* [Records to use]:
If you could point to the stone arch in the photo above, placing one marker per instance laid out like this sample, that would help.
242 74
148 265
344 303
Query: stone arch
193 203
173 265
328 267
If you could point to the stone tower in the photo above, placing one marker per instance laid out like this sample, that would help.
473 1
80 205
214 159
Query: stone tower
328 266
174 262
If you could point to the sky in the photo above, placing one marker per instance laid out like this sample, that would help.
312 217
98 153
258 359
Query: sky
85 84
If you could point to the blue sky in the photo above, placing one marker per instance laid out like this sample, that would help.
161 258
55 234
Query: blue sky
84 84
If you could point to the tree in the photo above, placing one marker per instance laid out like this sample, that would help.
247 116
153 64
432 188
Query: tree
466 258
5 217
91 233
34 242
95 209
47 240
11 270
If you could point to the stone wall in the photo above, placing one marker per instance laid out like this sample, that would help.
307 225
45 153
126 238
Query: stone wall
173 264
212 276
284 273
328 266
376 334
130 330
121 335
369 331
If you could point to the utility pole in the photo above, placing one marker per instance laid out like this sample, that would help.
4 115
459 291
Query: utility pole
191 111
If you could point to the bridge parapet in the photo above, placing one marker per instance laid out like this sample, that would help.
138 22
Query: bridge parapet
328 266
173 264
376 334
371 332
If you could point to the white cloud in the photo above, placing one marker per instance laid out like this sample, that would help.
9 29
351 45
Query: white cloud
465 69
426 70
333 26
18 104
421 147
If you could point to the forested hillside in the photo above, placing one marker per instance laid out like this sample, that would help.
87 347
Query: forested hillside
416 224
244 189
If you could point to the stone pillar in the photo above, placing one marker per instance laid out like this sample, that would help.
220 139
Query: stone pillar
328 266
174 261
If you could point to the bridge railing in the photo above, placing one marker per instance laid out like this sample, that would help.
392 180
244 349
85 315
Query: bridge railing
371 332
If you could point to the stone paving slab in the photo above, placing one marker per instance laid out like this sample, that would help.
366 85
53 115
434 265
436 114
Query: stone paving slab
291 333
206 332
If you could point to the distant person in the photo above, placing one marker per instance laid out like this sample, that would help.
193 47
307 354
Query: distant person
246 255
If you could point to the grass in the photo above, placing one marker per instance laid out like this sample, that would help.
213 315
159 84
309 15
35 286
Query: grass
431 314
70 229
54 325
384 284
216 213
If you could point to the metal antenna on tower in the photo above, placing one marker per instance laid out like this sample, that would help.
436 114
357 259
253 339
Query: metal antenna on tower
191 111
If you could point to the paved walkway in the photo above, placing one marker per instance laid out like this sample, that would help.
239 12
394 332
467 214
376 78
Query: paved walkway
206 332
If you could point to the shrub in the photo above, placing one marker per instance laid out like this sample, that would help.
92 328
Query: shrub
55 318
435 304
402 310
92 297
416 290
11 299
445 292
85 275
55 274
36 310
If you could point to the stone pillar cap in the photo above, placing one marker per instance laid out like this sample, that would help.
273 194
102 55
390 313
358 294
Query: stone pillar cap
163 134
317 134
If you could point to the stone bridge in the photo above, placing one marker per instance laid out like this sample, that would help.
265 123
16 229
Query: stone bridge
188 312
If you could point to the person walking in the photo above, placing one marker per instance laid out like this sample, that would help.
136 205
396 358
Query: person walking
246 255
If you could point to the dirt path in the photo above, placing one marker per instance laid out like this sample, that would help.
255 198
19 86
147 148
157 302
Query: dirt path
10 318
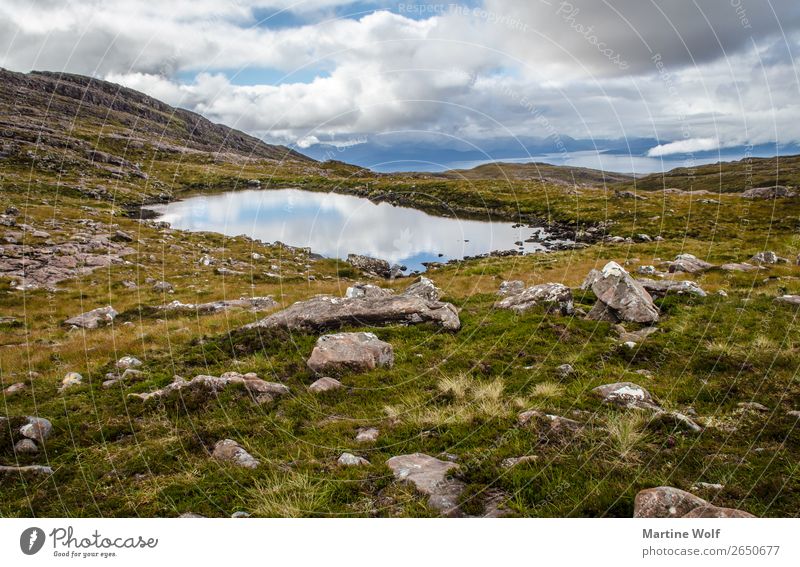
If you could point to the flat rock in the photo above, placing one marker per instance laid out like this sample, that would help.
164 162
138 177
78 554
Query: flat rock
554 297
428 475
620 297
355 352
230 451
665 502
325 384
94 318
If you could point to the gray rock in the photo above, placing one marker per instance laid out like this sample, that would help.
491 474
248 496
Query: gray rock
356 352
620 297
665 502
350 460
554 297
325 384
94 318
429 476
230 451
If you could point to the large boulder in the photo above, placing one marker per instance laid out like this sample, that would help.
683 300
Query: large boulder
554 297
93 319
355 352
429 476
323 313
665 502
620 297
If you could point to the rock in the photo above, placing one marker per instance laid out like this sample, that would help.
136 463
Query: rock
709 511
355 352
94 318
738 267
71 379
767 258
665 502
230 451
660 288
14 389
27 446
128 362
326 313
380 268
428 475
30 469
620 297
565 370
208 386
689 263
350 460
512 287
163 287
553 297
37 428
325 384
424 289
367 435
776 192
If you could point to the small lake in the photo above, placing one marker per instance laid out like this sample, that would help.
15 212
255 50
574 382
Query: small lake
335 225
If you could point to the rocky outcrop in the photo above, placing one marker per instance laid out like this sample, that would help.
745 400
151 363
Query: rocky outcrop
93 319
553 297
619 297
229 451
325 312
429 476
350 352
660 288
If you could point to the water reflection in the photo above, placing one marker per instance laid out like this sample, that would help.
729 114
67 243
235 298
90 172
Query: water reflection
335 225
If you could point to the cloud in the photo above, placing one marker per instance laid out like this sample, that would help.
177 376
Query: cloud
684 147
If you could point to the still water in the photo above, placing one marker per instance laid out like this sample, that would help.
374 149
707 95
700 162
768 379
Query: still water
336 225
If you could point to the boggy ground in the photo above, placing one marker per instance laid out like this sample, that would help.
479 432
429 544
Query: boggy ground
449 395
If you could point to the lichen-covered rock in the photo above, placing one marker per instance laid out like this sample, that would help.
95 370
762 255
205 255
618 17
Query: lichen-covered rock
354 352
554 297
94 318
620 297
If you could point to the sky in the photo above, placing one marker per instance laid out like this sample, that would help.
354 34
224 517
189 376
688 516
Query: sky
666 77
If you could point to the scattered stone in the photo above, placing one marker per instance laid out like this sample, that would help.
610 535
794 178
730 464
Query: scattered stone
367 435
230 451
350 460
689 263
27 446
326 313
660 288
620 297
94 318
553 297
428 475
37 428
71 379
665 502
355 352
512 287
325 384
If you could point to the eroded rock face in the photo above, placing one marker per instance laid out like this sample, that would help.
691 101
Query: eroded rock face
665 502
428 475
660 288
554 297
353 352
230 451
325 313
620 297
208 386
689 263
94 318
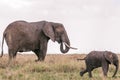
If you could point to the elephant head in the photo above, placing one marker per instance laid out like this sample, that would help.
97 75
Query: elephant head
112 58
57 32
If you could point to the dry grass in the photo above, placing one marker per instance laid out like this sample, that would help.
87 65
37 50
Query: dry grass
55 67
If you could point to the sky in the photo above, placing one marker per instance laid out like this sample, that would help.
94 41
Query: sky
90 24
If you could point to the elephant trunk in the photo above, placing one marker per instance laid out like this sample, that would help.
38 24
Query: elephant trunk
66 47
117 66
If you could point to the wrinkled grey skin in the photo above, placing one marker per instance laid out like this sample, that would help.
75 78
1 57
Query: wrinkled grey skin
22 36
102 59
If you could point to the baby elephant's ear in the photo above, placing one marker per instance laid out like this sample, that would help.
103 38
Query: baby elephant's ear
49 31
109 56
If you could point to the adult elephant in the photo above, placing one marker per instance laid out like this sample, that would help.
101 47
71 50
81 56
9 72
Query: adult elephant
22 36
102 59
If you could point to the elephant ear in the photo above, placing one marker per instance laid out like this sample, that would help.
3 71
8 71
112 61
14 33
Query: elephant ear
49 31
109 56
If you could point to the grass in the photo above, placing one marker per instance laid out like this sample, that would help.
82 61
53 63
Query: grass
55 67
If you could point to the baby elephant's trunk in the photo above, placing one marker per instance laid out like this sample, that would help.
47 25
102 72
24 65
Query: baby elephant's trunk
117 66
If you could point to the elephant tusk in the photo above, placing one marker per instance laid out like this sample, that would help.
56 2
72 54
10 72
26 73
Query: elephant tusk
69 46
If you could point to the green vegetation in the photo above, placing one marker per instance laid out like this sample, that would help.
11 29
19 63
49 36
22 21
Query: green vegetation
55 67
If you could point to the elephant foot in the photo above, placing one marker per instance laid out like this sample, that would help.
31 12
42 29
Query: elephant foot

* [Given problem]:
Reproduce the full listing faithfully, but do not carry over any pictures.

* [Answer to this task]:
If you could point to the stone arch in the photo above, placing one marker per instance laid out like this sample, that would help.
242 74
148 265
344 303
Query: stone arch
193 203
173 265
328 267
If you could point to the stone tower in the photo above, placing one marker per instance laid out like this sample, that would help.
473 1
80 205
214 159
Query: stone tower
328 266
174 262
If you could point to the sky in the photo above, placing one marker per instance laid out like this sample, that would help.
312 217
98 153
258 359
Query: sky
85 84
If you could point to the blue sky in the photo above, placing one marker per instance laid out like this sample, that would help.
161 258
55 234
Query: blue sky
84 84
If you could point to the tree in the photo above, placing one marker per instance laid out like this sample, that would help.
247 116
153 64
432 188
Query: tree
466 258
5 217
91 233
34 242
95 209
47 240
11 270
If you could point to the stone wall in the photo above, placing one marker per instance laid out like this sample, that would help.
307 225
45 153
126 238
Query: stone wall
173 264
212 276
284 273
328 266
376 334
130 330
121 335
369 331
If you could point to the utility pole in the photo above, placing one marker per instance laid out like this sample, that would help.
4 115
459 291
Query: utility pole
191 111
If you could point to the bridge parapet in the photo above, placing one marker per instance laid out like this sample, that would help.
138 22
Query: bridge parapet
328 266
173 264
376 334
371 332
If you could point to the white cloud in the photo above, placing one marker per instance laid out like this sample, that would help.
9 29
351 45
Query: white cloud
465 69
426 70
333 26
18 104
421 147
If you could point to the forested hillside in the photo above, placing one marker per instance laid out like this sample, that would help.
87 347
Query: forested hillside
416 224
244 189
If you could point to the stone pillar in the photo above, placing one marker per instance laid out like this sample, that would help.
220 139
Query: stone pillar
328 266
174 261
If you could point to the bridge railing in the photo above, placing one marker per instance laid out like this sample, that would help.
392 180
244 349
85 315
Query: bridge railing
371 332
If you could point to the stone paving slab in the photo above, placing one marker per instance laid out like this sample, that would help.
366 85
53 115
434 265
436 114
Query: stone paving slab
291 333
206 332
If you could point to the distant person in the photo above, placing one marker per instance laid out like this sample, that would help.
193 47
307 354
Query: distant person
246 255
If you could point to the grass in the photo above, placing one marker per instance laid out like this sample, that would help.
213 315
159 84
309 15
35 286
Query: grass
431 314
70 229
54 325
384 284
216 213
If you could point to the metal antenna on tower in the photo above, placing one marker per instance laid out like this sample, that would help.
436 114
357 259
253 339
Query: metal antenna on tower
191 111
If you could point to the paved walkway in the photo above, placing one marker per instance laid out like this sample, that would help.
239 12
394 332
467 214
376 78
Query: paved walkway
206 332
If you could point to the shrub in the photo above, placing one marker per instance laid out like this sample, that would help.
92 328
Query: shrub
55 318
435 304
402 310
92 297
416 290
11 299
445 292
85 275
55 274
36 310
If you could point to the stone pillar cap in the photo above, placing one marker per instance laid out like this sample, that would help.
273 194
102 55
390 313
358 294
Query: stone pillar cap
163 134
317 134
If you could point to the stone bridge in the photo above, placing one marker per instance laid out like this sample, that would help.
265 123
16 229
Query: stone bridge
188 312
If you could point to the person walking in the photo above, placing one marker per instance laid out like this sample, that would help.
136 205
396 358
Query: person walking
246 255
If you could point to the dirt path in the photo above, placing one marker per instance laid out like this sample, that would help.
255 198
19 86
147 148
157 302
Query: dirt path
10 318
If you could point to the flat rock in the photo above, placing one marker per instance laid out like this sample, that would help.
164 162
138 177
78 554
Query: flat rock
554 297
428 475
620 297
355 352
230 451
665 502
325 384
94 318
If you could point to the gray rock in the photo above, placing one marker per instance laid out like this sample, that would help.
491 474
248 496
Query: gray rock
356 352
620 297
665 502
350 460
554 297
325 384
94 318
429 476
230 451
If you could point to the large boulder in the photo above, placing one marker per instance laid out like this sample, that would help.
683 300
Query: large boulder
554 297
93 319
355 352
429 476
323 313
665 502
620 297
If you could point to the rock in the photo above, placing one marker per instance laid out like this sample, that would help.
136 463
Query: rock
709 511
355 352
94 318
738 267
71 379
767 258
665 502
230 451
660 288
14 389
27 446
128 362
326 313
380 268
428 475
30 469
620 297
565 370
208 386
689 263
350 460
512 287
163 287
553 297
37 428
325 384
424 289
367 435
776 192
If you could point to the small lake in the photo above, placing one marker per instance laid out like this sample, that would help.
15 212
255 50
574 382
Query: small lake
335 225
If you could point to the rocky outcrop in the photo above, placing one marker per instance laid out like this sample, that would help.
745 400
151 363
Query: rocky outcrop
93 319
553 297
619 297
229 451
325 312
429 476
350 352
660 288
If you could point to the water reflection in the photo above, placing one marker per instance laid out like this sample, that would help.
729 114
67 243
235 298
90 172
Query: water reflection
335 225
If you could point to the cloud in the photo above, placing one marker per instance laid out like this sample, that would help.
177 376
Query: cloud
684 147
If you could point to the still water in the photo above, placing one marker per instance laid out like this sample, that would help.
374 149
707 95
700 162
768 379
Query: still water
336 225
If you could point to the boggy ground in the photo above, placing one marker per instance laid out like this sample, that would help.
479 432
429 544
Query: boggy ground
449 395
If you could point to the lichen-covered rock in the photo above, placing one marker per instance laid out like this sample, that would help.
95 370
762 255
205 255
618 17
Query: lichen-covered rock
354 352
554 297
94 318
620 297
If you could point to the sky in the photo above, placing one marker per instance laid out like this sample, that would help.
354 34
224 517
189 376
688 516
Query: sky
666 77
If you could point to the scattered stone in the photo above, placing one marker per instance laid out like this sample, that would help.
610 535
794 178
730 464
Query: scattered stone
367 435
230 451
350 460
689 263
27 446
326 313
660 288
620 297
94 318
553 297
428 475
37 428
71 379
665 502
355 352
512 287
325 384
If you could point to the eroded rock face in the photo above, placing one marker per instance laid out like this sample, that would help.
691 101
Query: eroded rock face
665 502
428 475
660 288
554 297
353 352
230 451
325 313
620 297
208 386
689 263
94 318
If you could point to the elephant head in the photo above, placing one marker per instance laid out like this sample, that would help.
97 75
Query: elephant head
112 58
57 32
If you could point to the dry grass in the photo above, placing one marker per instance laid out like this sample, that would help.
87 65
37 50
Query: dry grass
55 67
If you could point to the sky in the photo above, placing one marker per instance laid out like this sample, that would help.
94 41
Query: sky
90 24
If you could point to the elephant trunk in the photo above, placing one marker per instance laid out like this sample, that would help.
38 24
Query: elephant trunk
66 47
117 66
If you could point to the wrinkled grey skin in the photo above, placing one marker per instance laid out like this sample, that would help.
75 78
1 57
Query: wrinkled grey skin
22 36
102 59
If you could point to the baby elephant's ear in the photo above, placing one marker per instance laid out like this sample, that would help.
103 38
Query: baby elephant's ear
49 31
109 56
If you could point to the adult elephant in the photo above, placing one marker per instance laid out like this sample, that would help.
101 47
71 50
81 56
9 72
Query: adult elephant
22 36
102 59
If you could point to the elephant ear in the photo above, placing one marker per instance laid out like this sample, that would help.
3 71
8 71
112 61
14 33
Query: elephant ear
49 31
109 56
If you could point to the grass in the photo above, placing one marker per instance laid out like this sample, that would help.
82 61
53 63
Query: grass
55 67
If you could point to the baby elephant's trunk in the photo above, placing one marker per instance laid out like this sample, that would help.
47 25
102 72
24 65
Query: baby elephant's trunk
117 66
If you could point to the elephant tusk in the photo above, placing one marker per instance laid out like this sample, that would help.
56 2
72 54
10 72
26 73
Query: elephant tusk
69 46
If you could point to the green vegetation in the photo above, placing one marker per instance laid out like this sample, that would help.
11 29
19 63
49 36
22 21
Query: green vegetation
55 67
If you could point to the elephant foot in the photo above, placing one marker per instance laid out like this sample, that would help.
31 12
42 29
Query: elephant foot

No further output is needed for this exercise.